• [課題の内容]
1. ジジェク特集の紹介文で、木元裕亮の論文が取り上げていると書かれている人物をすべて挙げてください。
2. ジジェク特集の紹介文を、最後の文の後から書き継いでください。

東浩紀はスラヴォイ・ジジェクについて、「ラカン派精神分析の見事な整理(理論的側面)」と「その図式を具体的な批評に応用する際のフットワークの軽さと芸の巧みさ(実践的側面)」から評価されていると論じていた*1。『夜航Ⅴ』の特集「ジジェク以降のドイツ観念論へ」は、そのジジェクの「理論的側面」、しかしラカン派精神分析ではなく、ドイツ観念論に注目している点が特徴的である。ジジェクのインタビューを取り上げ、中村徳仁が指摘しているように、ジジェクにとってドイツ観念論の現代的読み直しが「最も重要なライフワーク」(5)である以上、ジジェクの哲学・思想を理解する上で必読の特集である。
とはいえ、ドイツ観念論やジジェクの専門家ではない私のような人間にとって、各論考一つ一つの内容を理解するのは困難であろう。しかし、本書のまえがきや訳者解題、解説論文、さらには本特集の構成そのものが「ジジェク以降のドイツ観念論」を読み解く航路を示してくれている。まず、特集まえがきで、ジジェクの思想とその受容のされ方を紹介し、ジジェクとドイツ観念論との関連を論じている。そして、主な思想潮流を取り上げ、本特集の論文をそれぞれに位置づけて解説している。
次に、木元裕亮「ジジェクの弁証法的唯物論とはなにか-その哲学史解釈を通じて」では、ジジェクの「弁証法的唯物論」を思想史・哲学史的に論じている。ここではカント、ヘーゲル、ハイデガーやフロイト、ラカンが取り上げられており、ジジェクとドイツ観念論との関係についての総論とも言うべき内容で、ジジェク哲学の入門にもなっている。さらに、本論文ではジジェクの「読み方」が次のように示されており、ジジェクを読み解く際の参考になる。
ジジェクの思考の基本構造を理解しようと思うなら、現にある著作のつながりを絶対視せず、それを適宜バラバラにして、ジジェクの中核的ないし一貫したモチーフに沿って配置しなおさなければならない。そして、その中核的なモチーフを探し出す際に手がかりとなるのは、ある思考の断片がどれほどの頻度でジジェクの著作の中に現れるかということである。というのも、その反復の頻度がそのまま彼にとっての重要度の指標になっていると考えられるからである。(16)
エイドリアン・ジョンストン「超越の内在性-カントからヘーゲルへ」は、カント、シェリング、ヘーゲルを主軸に「超越」の性質を規定する試みである。木元論文においても「限界づけが超越に先立つ」(21)というジジェクのフレーズが紹介されており、ジョンストン論文はこのことを詳細に論じている。そして、この内在と超越への問いこそが、ドイツ観念論が取り組んだ問題を浮き彫りにしているのであり、そのような観点からジョンストン論文は本特集において重要な位置を占めている。

点ラベル付けの例
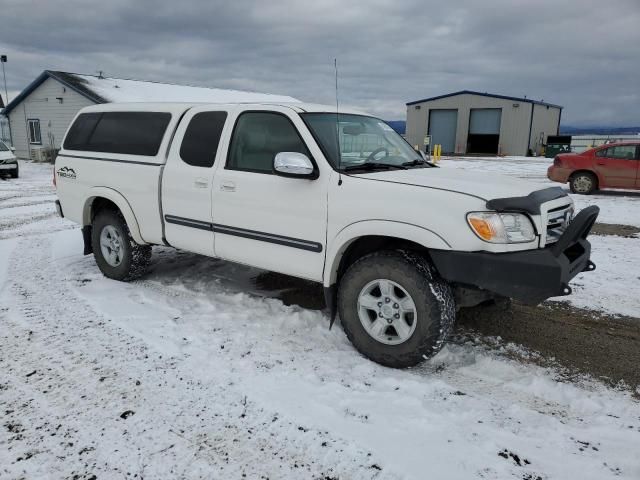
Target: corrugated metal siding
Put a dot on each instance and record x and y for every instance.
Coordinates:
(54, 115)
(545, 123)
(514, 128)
...
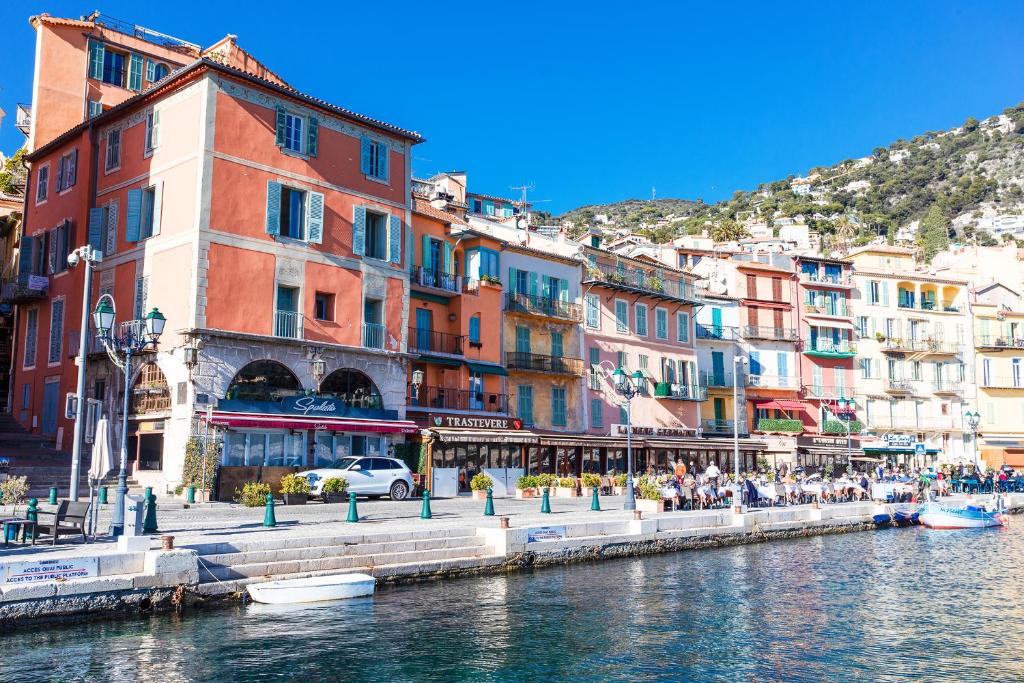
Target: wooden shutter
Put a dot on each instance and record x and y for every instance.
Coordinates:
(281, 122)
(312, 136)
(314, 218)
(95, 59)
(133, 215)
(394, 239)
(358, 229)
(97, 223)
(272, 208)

• [解答一覧]
1. カント、ヘーゲル、ハイデガー、フロイト、ラカン

2.
イアン・ハルミトン・グラント「根拠の不充足性-ジジェクのシェリング主義について」は、ジジェクの「シェリング主義」を「気づかれざるフィヒテ主義」(71)と批判しつつ、シェリングの自然哲学をジジェクとは別の仕方で論じている。前出のジョンストン論文では「超越」という「高さ」が、グラント論文では「下降的哲学」という「深さ」が扱われており、両者を対比的に読むことが重要である。
そして、本特集の最後には、ジジェクへのインタビュー「「偶然性の必然性」と「必然性の偶然性」-ブラシエとメイヤスーへの応答」が掲載されている。ジジェクはインタビューの中で、「メイヤスーの試みを興味深いものにしているのは…見かけよりもヘーゲルにきわめて接近しているからです」(118)、「メイヤスーがヘーゲルを批判する場面でさえ…、ヘーゲルのタームを頻繁に、そして体系的な仕方で用いている」(121)等、メイヤスーとヘーゲルの「近さ」を指摘しつつ、「メイヤスーは必然性と偶然性の間の正確なヘーゲル的関係を決定的に単純化しています」(123)と述べ、自らの立場を次のように説明している。
実在として経験されるものは、主観的-超越論的地平によって従前に決定されているのか、あるいは主観性とは独立の実在のあり方について何ごとかを知りうるのか。メイヤスーが主張するのは、独立の「客観的」実在への突破を達成することです。ヘーゲル主義者の私には、第三の選択肢があります。メイヤスーの基本的な思弁的身振り(私たちの実在概念の偶然性を物自体への投影する)を演じたあとに登場する真の問題は、実在それ自体についてさらに何か言えるかということではなく、私たちの主観的観点、そして主観性それ自体が実在に適合するかということです。つまり問題は、「主観的に構成された現象のベールから物自体へとどうやって侵入するか」ではなく、「現象それ自体がどのようにして、ただあるだけの実在の平凡な愚かさのうちで生起するか、どうやって実在は自らを二重化し、それ自身に対して現れるか」です。(125)
ジジェクのこの「第三の選択肢」の背景にあるのが本特集で論じられているドイツ観念論である。激変する世界において、内在と超越、個の存在と実在についての関心が高まっているため、それらの問いに取り組んだドイツ観念論が注目されているのかもしれない。そして、そのドイツ観念論を「現代風に読み直す」(5)ジジェクの理論的側面、また、実践的側面から目が離せない、本特集はそのように思わせる充実した内容である。